▸ **待办事项**
1) 在"文献图形复现"这篇正文选段中,作者读入 fb_figure2 数据后为什么认为可以直接画图?请用一到三句话说明。
2) 依据"文献图形复现"这篇正文选段,判断下列说法是否与原文相符。每项回答"是"或"否",并原样引用起决定作用的原文字句。
(a) 作者复现的是该文献中的figure 1和figure 2。
(b) 用于画图的原始数据集由文献提供。
(c) 加载 dplyr 包是为了读取数据。

▸ **正文选段**
文献图形复现

· 3292 words · 7 minute read

准备工作 🔗

复现七月发表在nature的Like-minded sources on Facebook are prevalent but not polarizing里的figure2 和figure3。原图如下:

文献提供了原始数据集,下载到本地直接使用。set up R, 加载需要用到的R包:

xfun::session_info()
library(readr) ## 读取数据
library(ggplot2) ## 画图
library(dplyr) ## pipe

Figure 2 🔗

先看看数据,有三个变量,分别对应X,Y和分组。并且观察到所有的变量类型全部是我们希望的变量类型,可以直接画图啦👏

fb_figure2 <- read_csv("https://lin-yu.me/posts/2023_08_10fb/data/2023_08_10fb/fb_figure2.csv")
fb_figure2 %>% tibble()

▸ **数据集记录**
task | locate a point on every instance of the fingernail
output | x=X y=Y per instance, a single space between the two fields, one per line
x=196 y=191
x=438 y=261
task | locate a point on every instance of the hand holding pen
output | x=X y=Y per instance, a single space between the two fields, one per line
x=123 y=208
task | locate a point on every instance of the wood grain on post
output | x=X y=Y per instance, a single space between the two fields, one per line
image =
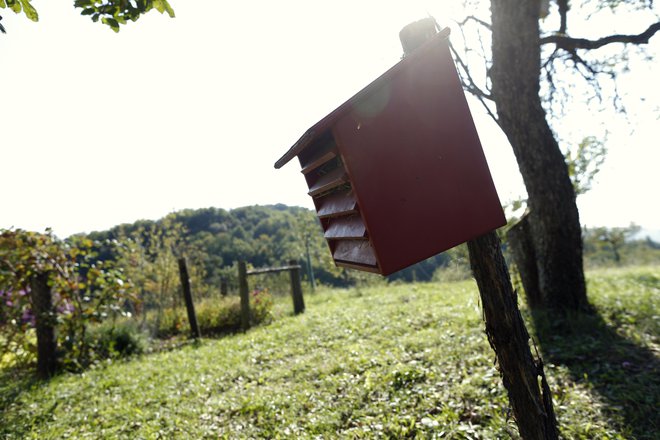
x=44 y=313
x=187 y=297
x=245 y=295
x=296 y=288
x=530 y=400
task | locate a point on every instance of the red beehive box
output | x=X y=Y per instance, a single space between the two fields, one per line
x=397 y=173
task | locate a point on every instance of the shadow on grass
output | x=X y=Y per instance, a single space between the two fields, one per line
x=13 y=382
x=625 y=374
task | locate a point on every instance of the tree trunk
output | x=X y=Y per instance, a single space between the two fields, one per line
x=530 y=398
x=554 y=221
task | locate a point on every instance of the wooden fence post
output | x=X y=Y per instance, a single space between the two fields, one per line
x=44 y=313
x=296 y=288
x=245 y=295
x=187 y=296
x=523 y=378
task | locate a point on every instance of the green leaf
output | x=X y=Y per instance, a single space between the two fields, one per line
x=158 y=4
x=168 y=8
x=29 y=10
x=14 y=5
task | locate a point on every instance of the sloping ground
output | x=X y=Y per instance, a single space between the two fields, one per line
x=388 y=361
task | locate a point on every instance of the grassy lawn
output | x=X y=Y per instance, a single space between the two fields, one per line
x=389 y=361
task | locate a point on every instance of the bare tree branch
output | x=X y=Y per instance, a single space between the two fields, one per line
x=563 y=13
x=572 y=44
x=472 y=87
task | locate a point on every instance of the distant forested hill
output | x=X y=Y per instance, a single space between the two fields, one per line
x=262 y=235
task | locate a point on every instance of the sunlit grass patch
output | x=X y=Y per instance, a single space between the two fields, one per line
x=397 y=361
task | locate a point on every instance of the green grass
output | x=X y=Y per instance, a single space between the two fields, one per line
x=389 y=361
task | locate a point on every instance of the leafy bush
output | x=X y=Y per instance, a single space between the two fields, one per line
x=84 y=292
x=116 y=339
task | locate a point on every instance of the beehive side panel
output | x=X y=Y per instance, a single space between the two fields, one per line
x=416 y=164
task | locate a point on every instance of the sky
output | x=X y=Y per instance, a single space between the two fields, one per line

▸ **完整答案**
1) 因为数据有三个变量,分别对应X、Y和分组,而且作者观察到所有变量的类型都已经是希望的类型,所以可以直接画图。

2)
(a) 否:"复现七月发表在nature的Like-minded sources on Facebook are prevalent but not polarizing里的figure2 和figure3"
(b) 是:"文献提供了原始数据集"
(c) 否:"library(dplyr) ## pipe"